Este verano recorrí Isla Negra y parte del Litoral de los Poetas. No pude evitar pensar en qué significa cancelar a Neruda frente a este paisaje. Pero esta vez, desde lo concreto. Recorría el mismo balneario después de años, y contrastaba algo tan distinto a lo que recordaba en mi infancia, en los orgullosos años noventa que tuvo nuestra poesía. Ahora, este lugar, vuelto una zona que recién salía de una larga cuarentena. Y más bien, como de un olvido de sí. Aparecía bajo su sol una cara de cierta desidia, casas de veraneo deshabitadas. Más de alguna en completo abandono. Aunque esa playa aún nos devolvía una alegre y sublime vista sobre su eterno y dibujado roquerío.
Pensaba en lo mal que esta cultura de la cancelación podía hacer a nuestro turismo y patrimonio. A quienes viven de la artesanía, de la venta de souvenirs, de tantos esforzados emprendimientos de los que depende un humilde sustento diario. Y qué decir sobre la gastronomía. Frente a esa necesidad tan caladora de recuperación que mostraban sus habitantes, cómo evitar pensar en esto, ante el intento de sobrevivencia de un país entero, y que, en esta zona en particular, era imposible no alertar cómo podría llegar a afectarles algo tan ajeno y cercano, a la vez, como esta ola de censura digital, con cara de todos y de nadie.

» Datos proporcionados:

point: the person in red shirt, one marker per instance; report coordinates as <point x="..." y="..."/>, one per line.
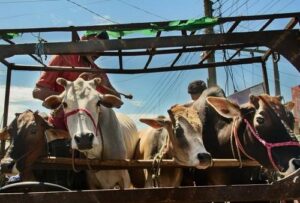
<point x="47" y="86"/>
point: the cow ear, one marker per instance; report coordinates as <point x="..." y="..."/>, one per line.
<point x="110" y="101"/>
<point x="97" y="82"/>
<point x="41" y="120"/>
<point x="52" y="102"/>
<point x="289" y="106"/>
<point x="4" y="135"/>
<point x="84" y="75"/>
<point x="224" y="107"/>
<point x="61" y="81"/>
<point x="155" y="122"/>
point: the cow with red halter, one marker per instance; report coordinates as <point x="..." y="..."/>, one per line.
<point x="95" y="129"/>
<point x="258" y="130"/>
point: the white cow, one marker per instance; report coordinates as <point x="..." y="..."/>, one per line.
<point x="95" y="129"/>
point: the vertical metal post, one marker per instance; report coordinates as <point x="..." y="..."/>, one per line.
<point x="6" y="105"/>
<point x="212" y="75"/>
<point x="265" y="76"/>
<point x="275" y="57"/>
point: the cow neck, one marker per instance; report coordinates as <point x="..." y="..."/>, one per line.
<point x="87" y="112"/>
<point x="250" y="129"/>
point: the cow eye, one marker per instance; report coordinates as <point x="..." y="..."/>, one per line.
<point x="260" y="120"/>
<point x="65" y="105"/>
<point x="99" y="103"/>
<point x="179" y="131"/>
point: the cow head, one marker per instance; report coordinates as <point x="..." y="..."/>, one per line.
<point x="270" y="139"/>
<point x="28" y="144"/>
<point x="187" y="145"/>
<point x="82" y="105"/>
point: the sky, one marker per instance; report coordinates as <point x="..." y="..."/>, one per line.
<point x="154" y="93"/>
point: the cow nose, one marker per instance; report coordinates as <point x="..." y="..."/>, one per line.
<point x="204" y="158"/>
<point x="6" y="165"/>
<point x="84" y="140"/>
<point x="296" y="163"/>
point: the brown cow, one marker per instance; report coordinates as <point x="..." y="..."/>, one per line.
<point x="258" y="130"/>
<point x="159" y="141"/>
<point x="32" y="138"/>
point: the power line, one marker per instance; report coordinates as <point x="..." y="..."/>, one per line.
<point x="87" y="9"/>
<point x="143" y="10"/>
<point x="28" y="1"/>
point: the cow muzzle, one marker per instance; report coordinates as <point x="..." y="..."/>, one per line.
<point x="296" y="163"/>
<point x="6" y="165"/>
<point x="205" y="160"/>
<point x="84" y="141"/>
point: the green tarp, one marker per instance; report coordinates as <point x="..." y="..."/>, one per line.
<point x="190" y="25"/>
<point x="9" y="35"/>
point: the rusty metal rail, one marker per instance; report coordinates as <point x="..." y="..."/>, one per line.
<point x="285" y="189"/>
<point x="66" y="163"/>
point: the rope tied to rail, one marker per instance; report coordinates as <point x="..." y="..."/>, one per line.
<point x="39" y="48"/>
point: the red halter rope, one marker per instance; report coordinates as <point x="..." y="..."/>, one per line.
<point x="266" y="144"/>
<point x="87" y="112"/>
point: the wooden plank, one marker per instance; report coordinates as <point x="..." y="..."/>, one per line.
<point x="241" y="48"/>
<point x="291" y="24"/>
<point x="136" y="71"/>
<point x="134" y="26"/>
<point x="89" y="47"/>
<point x="151" y="53"/>
<point x="286" y="189"/>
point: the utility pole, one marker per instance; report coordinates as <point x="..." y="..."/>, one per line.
<point x="212" y="75"/>
<point x="275" y="59"/>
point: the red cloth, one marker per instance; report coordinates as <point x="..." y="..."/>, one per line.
<point x="48" y="80"/>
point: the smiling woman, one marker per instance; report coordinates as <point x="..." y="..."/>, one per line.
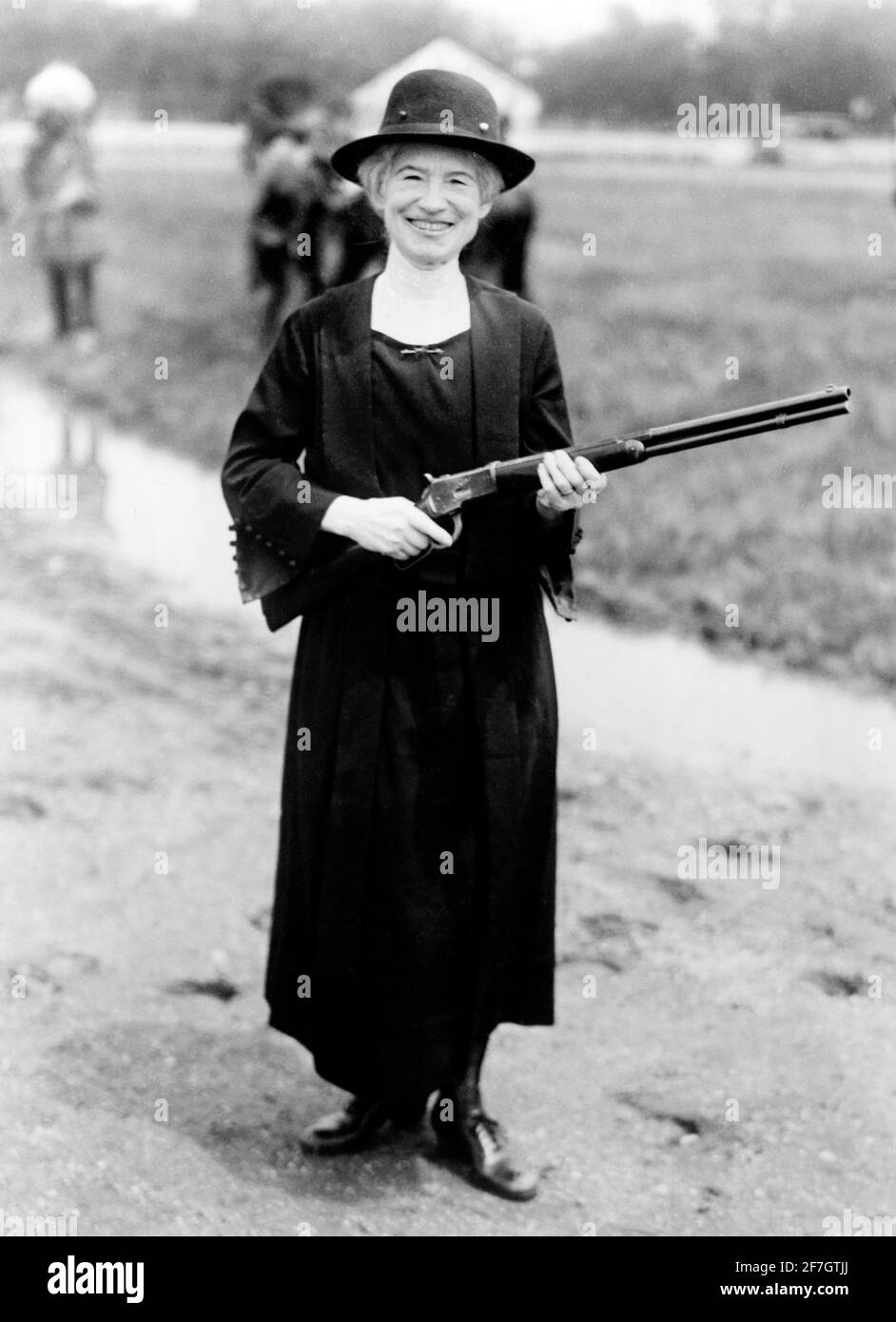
<point x="414" y="904"/>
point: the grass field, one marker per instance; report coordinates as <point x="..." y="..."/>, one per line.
<point x="692" y="268"/>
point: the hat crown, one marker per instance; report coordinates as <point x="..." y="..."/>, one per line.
<point x="441" y="102"/>
<point x="437" y="106"/>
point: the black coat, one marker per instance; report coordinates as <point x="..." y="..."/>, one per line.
<point x="313" y="397"/>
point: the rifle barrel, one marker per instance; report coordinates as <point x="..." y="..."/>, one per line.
<point x="608" y="455"/>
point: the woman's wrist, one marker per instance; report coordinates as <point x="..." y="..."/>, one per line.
<point x="340" y="515"/>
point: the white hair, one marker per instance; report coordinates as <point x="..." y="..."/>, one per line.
<point x="374" y="172"/>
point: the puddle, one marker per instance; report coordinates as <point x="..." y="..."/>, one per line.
<point x="648" y="697"/>
<point x="160" y="512"/>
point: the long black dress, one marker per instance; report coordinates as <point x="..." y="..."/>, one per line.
<point x="428" y="864"/>
<point x="414" y="895"/>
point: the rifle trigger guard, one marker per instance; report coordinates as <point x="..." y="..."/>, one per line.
<point x="457" y="524"/>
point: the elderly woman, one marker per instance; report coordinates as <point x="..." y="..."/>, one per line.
<point x="414" y="904"/>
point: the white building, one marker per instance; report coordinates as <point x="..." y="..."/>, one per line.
<point x="513" y="98"/>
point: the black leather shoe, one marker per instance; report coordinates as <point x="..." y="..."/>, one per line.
<point x="345" y="1131"/>
<point x="480" y="1141"/>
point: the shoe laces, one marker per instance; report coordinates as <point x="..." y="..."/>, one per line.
<point x="489" y="1132"/>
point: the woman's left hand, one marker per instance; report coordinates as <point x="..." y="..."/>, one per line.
<point x="567" y="483"/>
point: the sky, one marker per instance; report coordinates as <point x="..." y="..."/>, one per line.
<point x="543" y="21"/>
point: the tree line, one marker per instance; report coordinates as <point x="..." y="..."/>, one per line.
<point x="830" y="56"/>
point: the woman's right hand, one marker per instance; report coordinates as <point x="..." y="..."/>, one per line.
<point x="389" y="525"/>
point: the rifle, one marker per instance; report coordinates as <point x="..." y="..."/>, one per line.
<point x="284" y="596"/>
<point x="444" y="497"/>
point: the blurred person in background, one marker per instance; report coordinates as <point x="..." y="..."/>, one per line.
<point x="414" y="901"/>
<point x="62" y="197"/>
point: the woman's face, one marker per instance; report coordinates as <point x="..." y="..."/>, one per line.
<point x="431" y="204"/>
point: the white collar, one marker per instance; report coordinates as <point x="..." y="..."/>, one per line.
<point x="417" y="305"/>
<point x="404" y="281"/>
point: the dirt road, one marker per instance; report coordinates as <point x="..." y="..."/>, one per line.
<point x="725" y="1060"/>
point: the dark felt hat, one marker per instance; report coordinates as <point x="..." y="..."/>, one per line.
<point x="438" y="107"/>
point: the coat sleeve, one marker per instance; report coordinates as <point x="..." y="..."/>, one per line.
<point x="275" y="509"/>
<point x="545" y="424"/>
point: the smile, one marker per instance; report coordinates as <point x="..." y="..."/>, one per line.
<point x="431" y="226"/>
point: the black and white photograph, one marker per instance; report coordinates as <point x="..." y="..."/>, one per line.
<point x="447" y="685"/>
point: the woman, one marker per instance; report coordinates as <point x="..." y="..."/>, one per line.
<point x="414" y="904"/>
<point x="60" y="183"/>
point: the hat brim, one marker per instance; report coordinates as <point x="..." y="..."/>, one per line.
<point x="513" y="165"/>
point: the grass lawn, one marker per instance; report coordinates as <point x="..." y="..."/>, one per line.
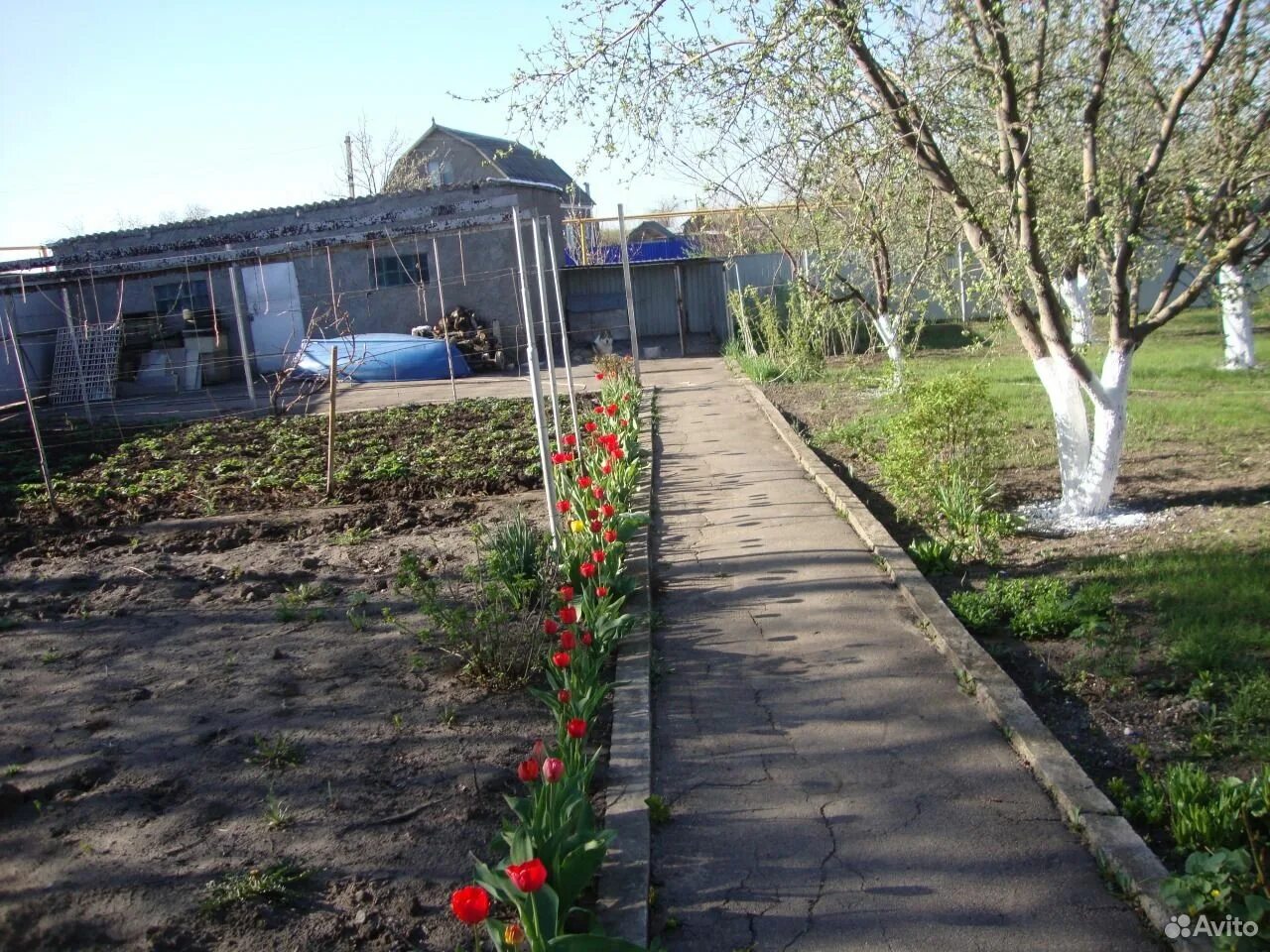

» Enunciado 1:
Enumera, por favor, todo lo que el texto sobre Isla Negra señala que la cultura de la cancelación podría perjudicar.
» Enunciado 2:
¿En qué época sitúa el texto sobre Isla Negra los recuerdos de infancia de quien escribe?
» Enunciado 3:
Prosigue el texto sobre Isla Negra desde donde termina.

» Respuesta final 1:
- El turismo
- El patrimonio
- La artesanía
- La venta de souvenirs
- Los esforzados emprendimientos
- La gastronomía

» Respuesta final 2:
En los años noventa.

» Respuesta final 3:
Cómo olvidar a quienes han trabajado por décadas, guiando las visitas de cada icónica casa nerudiana para nacionales y turistas. Esas tres construcciones que tienen un particular sello arquitectónico, como esa suerte de barco que es la Casa Museo de Isla Negra —Monumento Nacional desde 1990— y donde se encuentra enterrado el mismo Neruda con Matilde, vista al mar. Ese mismo lugar que el poeta habitó en momentos también convulsos de nuestra historia, como cuando logró traer a nuestro país a ese grupo de dos mil personas que huían, a duras penas, de la Guerra Civil Española, y del complejo escenario político que entonces se configuraba en Europa.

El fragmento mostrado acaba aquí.